_WHAT YOU HAVE TO DO_
How many lines in the items below contain the word "plank"? Give only the number.

_DATASET RECORDS_

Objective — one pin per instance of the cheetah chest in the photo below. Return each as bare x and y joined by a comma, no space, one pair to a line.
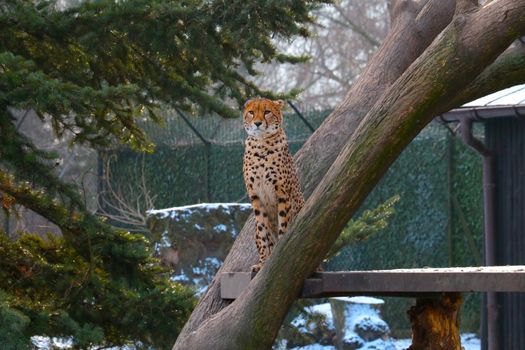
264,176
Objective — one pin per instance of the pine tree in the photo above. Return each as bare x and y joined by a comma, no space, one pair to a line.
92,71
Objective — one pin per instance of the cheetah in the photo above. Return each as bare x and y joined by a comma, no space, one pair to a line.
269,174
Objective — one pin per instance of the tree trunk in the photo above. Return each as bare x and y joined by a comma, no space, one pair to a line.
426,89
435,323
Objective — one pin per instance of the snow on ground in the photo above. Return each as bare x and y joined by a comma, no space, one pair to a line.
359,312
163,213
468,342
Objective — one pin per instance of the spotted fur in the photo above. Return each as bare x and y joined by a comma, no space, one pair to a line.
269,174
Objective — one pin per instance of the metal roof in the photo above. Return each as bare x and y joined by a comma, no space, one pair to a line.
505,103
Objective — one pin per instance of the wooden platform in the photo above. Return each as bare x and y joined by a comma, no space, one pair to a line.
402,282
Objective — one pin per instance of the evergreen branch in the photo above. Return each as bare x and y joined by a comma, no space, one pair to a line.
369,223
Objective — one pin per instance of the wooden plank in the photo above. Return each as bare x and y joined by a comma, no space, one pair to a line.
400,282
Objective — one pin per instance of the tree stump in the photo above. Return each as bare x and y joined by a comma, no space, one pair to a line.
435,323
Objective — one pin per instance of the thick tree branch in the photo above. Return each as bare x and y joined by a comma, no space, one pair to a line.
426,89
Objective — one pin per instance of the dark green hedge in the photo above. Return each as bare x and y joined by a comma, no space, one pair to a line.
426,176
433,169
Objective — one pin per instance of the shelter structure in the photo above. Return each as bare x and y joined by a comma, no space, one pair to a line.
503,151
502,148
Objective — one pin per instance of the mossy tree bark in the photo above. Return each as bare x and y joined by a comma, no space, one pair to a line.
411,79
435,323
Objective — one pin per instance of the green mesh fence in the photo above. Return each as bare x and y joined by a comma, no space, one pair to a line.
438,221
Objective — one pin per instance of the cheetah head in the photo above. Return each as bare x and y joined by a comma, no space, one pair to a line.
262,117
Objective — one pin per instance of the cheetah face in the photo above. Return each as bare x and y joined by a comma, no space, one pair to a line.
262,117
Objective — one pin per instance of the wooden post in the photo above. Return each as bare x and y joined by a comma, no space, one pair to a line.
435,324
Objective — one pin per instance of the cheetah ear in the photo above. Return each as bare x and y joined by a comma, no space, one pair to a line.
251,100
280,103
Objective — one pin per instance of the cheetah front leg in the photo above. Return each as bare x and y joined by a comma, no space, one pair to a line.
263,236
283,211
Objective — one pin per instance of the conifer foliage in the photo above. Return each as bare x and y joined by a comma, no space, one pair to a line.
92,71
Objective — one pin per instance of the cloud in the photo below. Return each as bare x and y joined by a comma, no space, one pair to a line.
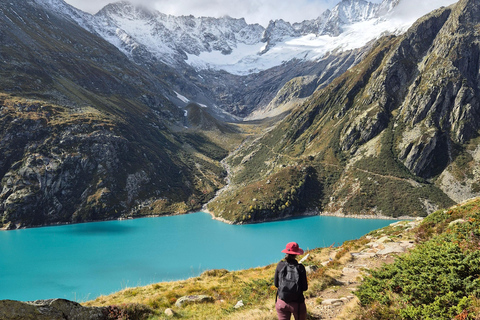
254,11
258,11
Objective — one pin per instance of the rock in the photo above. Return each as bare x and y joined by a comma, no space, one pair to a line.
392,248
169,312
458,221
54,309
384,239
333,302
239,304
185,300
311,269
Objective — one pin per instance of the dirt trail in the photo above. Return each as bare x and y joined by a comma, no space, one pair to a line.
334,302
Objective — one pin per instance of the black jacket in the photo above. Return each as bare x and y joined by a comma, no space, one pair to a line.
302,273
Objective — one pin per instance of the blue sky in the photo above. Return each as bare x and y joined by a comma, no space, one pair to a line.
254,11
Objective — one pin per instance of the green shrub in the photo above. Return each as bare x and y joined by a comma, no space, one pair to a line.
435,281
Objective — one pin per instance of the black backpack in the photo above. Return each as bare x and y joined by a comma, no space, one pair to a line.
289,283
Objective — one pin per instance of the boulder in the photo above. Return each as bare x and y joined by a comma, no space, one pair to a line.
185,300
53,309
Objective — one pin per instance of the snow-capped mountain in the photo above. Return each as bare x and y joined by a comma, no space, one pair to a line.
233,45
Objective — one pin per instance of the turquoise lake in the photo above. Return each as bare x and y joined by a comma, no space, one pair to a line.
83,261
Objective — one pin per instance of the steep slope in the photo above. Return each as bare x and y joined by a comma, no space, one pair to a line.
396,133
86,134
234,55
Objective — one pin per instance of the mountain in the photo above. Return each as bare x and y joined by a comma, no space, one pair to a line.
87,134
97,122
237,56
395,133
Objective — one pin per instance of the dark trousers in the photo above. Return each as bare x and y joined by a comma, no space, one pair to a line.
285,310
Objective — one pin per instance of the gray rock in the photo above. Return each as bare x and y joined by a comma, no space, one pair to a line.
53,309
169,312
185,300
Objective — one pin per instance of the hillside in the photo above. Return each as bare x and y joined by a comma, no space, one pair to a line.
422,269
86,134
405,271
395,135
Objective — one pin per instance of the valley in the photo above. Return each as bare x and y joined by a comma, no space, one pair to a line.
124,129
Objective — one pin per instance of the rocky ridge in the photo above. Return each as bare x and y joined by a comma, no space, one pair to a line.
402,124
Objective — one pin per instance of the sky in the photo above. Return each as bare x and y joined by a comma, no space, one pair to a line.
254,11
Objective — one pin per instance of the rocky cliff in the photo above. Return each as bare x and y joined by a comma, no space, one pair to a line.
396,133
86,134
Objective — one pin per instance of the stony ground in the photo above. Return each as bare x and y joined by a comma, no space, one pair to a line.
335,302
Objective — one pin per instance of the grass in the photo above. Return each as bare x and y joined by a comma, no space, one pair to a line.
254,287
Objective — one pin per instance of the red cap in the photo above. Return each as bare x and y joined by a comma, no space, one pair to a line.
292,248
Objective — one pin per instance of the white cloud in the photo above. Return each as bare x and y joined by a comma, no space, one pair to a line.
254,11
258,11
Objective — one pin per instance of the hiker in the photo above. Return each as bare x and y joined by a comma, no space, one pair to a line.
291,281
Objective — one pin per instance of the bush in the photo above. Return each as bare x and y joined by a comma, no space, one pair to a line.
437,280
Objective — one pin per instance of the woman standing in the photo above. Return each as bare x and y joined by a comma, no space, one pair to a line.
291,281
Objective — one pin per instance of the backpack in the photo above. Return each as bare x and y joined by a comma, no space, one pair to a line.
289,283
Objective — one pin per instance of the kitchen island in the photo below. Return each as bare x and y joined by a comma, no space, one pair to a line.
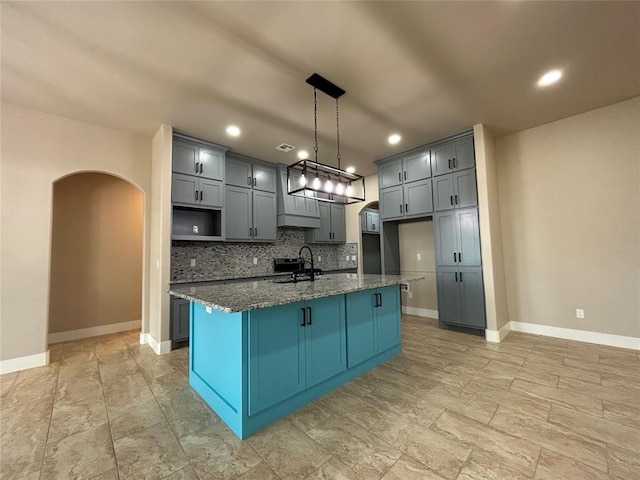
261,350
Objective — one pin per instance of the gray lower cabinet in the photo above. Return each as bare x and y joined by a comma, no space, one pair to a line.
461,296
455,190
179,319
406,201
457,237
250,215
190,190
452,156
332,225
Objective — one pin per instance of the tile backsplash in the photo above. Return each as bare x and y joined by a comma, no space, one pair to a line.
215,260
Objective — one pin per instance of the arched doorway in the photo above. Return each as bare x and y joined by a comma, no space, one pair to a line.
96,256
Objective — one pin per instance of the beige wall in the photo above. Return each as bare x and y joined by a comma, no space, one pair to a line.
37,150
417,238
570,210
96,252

==

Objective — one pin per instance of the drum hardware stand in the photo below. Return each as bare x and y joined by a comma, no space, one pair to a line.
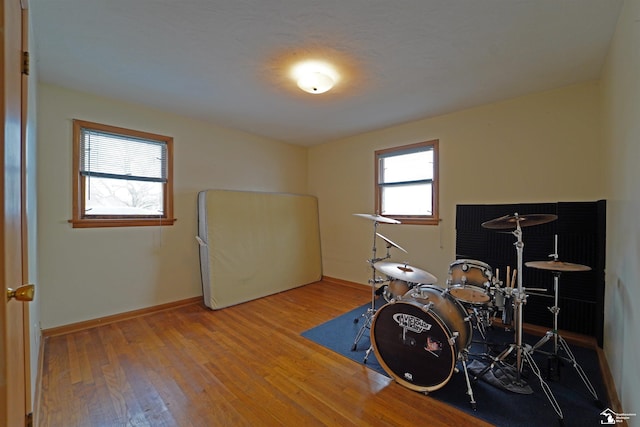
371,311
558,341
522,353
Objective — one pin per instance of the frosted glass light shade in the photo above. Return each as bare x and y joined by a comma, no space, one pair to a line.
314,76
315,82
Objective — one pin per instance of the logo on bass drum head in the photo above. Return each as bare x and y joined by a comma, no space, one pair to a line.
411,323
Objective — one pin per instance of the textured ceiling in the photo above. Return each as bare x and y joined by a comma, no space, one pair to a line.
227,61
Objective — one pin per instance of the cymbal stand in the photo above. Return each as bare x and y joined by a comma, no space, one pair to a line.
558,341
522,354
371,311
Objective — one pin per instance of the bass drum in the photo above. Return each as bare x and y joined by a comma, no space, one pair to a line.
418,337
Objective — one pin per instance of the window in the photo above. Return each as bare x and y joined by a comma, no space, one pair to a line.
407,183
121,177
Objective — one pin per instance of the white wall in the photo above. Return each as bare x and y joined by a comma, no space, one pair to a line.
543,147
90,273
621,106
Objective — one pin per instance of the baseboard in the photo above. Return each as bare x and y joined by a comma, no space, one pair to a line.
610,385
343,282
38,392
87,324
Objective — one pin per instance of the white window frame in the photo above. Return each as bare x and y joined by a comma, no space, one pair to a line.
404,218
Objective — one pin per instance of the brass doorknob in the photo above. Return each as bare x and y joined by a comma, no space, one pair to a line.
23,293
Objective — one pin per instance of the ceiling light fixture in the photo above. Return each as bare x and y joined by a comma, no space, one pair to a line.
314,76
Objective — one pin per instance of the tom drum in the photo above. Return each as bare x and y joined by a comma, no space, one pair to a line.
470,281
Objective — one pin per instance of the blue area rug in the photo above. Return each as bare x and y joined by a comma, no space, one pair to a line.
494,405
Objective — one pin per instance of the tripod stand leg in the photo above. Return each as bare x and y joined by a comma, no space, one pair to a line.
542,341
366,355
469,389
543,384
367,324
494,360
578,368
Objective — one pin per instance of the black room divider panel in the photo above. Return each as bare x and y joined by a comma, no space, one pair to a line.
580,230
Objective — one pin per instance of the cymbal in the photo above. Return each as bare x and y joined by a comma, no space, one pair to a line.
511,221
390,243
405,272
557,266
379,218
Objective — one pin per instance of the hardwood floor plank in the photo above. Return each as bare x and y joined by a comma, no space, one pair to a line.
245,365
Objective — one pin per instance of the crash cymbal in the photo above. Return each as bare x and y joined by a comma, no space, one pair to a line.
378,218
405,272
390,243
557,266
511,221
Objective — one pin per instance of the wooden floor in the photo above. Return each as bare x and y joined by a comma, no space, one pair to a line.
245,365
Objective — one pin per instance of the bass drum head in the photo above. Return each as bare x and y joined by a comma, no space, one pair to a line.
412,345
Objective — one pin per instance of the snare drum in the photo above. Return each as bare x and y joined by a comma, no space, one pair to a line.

_RESULT OF THE EXERCISE_
2